> The last time I remember seeing someone say "RTFM" is probably something like 2006? in the freenode bash IRC room. Where are you frequenting that you see such things?
Just a cursory search, nothing specific:
https://news.ycombinator.com/item?id=28831243
https://lobste.rs/s/yjvmlh/go_ing_insane_part_one_endless_er...
https://lobste.rs/s/yjvmlh/go_ing_insane_part_one_endless_er...
https://lobste.rs/s/yjvmlh/go_ing_insane_part_one_endless_er...
https://lobste.rs/s/d1tk0e/overhead_returning_optional_value...
https://lobste.rs/s/cpfajx/java_16_gets_records_jep_395#c_dr...
https://news.ycombinator.com/item?id=29006854
I can definitely find more but this is what 5 minutes of searching turned up, and while many of them come from the same thread, I can find way more where that came from.
There's legitimately a vocal contingent online that wants to gatekeep around PL usage. Note the language there: "inferior language and ecosystems", "Rob Pike doesn't trust programmers to be good", "The entire attitude is an apology for the bare fact that Go doesn’t have error-handling syntax", "perhaps we care a little too much about ordinary users?" These aren't solidarity-building statements. They're about flaming, expressing intransigent opinions, and gatekeeping.
> I don't know any haskellers who I would think say or think the things you say. Most of them realize that they're into a niche thing. I think most of them want the good things of haskell to be shared to the larger community, but we just don't know how to get there from here.

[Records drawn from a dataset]
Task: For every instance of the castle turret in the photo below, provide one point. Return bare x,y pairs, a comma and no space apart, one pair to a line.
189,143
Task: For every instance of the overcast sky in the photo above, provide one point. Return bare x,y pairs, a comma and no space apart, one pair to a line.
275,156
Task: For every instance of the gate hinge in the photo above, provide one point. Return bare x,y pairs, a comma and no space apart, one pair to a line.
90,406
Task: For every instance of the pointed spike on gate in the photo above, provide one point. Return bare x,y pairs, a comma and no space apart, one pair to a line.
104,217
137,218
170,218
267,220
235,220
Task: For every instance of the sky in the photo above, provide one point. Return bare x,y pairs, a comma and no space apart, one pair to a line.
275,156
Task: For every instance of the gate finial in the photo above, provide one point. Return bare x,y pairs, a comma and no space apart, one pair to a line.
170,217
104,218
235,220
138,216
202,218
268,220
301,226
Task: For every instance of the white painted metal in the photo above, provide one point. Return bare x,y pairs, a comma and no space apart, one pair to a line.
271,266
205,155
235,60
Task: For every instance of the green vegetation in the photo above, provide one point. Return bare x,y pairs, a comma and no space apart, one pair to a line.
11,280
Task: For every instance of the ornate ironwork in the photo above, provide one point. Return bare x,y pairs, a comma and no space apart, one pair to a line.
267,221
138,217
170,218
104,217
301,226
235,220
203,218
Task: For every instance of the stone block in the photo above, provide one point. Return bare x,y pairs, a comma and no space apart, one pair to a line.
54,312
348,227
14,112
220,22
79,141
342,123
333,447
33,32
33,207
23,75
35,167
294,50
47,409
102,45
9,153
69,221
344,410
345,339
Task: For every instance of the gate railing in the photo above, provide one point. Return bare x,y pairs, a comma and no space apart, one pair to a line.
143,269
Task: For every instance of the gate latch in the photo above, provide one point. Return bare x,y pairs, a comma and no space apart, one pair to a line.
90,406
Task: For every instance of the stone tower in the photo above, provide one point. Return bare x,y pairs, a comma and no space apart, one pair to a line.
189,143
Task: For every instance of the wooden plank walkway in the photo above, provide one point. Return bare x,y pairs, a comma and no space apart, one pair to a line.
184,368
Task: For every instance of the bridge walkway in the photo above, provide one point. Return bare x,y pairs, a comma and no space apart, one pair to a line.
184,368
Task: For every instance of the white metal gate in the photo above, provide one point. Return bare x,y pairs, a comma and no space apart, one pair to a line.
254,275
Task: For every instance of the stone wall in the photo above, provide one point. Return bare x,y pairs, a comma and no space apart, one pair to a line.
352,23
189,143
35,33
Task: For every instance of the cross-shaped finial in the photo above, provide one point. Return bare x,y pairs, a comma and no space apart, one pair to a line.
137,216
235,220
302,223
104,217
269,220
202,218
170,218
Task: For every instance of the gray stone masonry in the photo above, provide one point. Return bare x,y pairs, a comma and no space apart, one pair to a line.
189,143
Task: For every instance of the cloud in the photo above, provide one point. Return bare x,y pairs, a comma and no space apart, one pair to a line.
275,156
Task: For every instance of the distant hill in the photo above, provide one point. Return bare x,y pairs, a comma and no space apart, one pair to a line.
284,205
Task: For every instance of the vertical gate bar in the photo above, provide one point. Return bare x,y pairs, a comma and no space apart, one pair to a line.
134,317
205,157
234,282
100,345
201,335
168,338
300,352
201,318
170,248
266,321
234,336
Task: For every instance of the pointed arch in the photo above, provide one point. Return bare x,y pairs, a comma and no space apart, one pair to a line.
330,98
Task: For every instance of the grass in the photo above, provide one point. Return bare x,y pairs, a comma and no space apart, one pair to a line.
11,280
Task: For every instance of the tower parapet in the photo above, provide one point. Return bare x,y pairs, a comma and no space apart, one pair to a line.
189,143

◆ REQUIREMENT 1 ◆
Please print the stretch of the comment above from "https://news.ycombinator.com/item?id=29006854" through "opinions, and gatekeeping.".
◆ REQUIREMENT 2 ◆
According to the comment above, how much searching turned up the listed links?

◆ EXPECTED OUTPUT 1 ◆
https://news.ycombinator.com/item?id=29006854
I can definitely find more but this is what 5 minutes of searching turned up, and while many of them come from the same thread, I can find way more where that came from.
There's legitimately a vocal contingent online that wants to gatekeep around PL usage. Note the language there: "inferior language and ecosystems", "Rob Pike doesn't trust programmers to be good", "The entire attitude is an apology for the bare fact that Go doesn’t have error-handling syntax", "perhaps we care a little too much about ordinary users?" These aren't solidarity-building statements. They're about flaming, expressing intransigent opinions, and gatekeeping.

◆ EXPECTED OUTPUT 2 ◆
Five minutes of searching.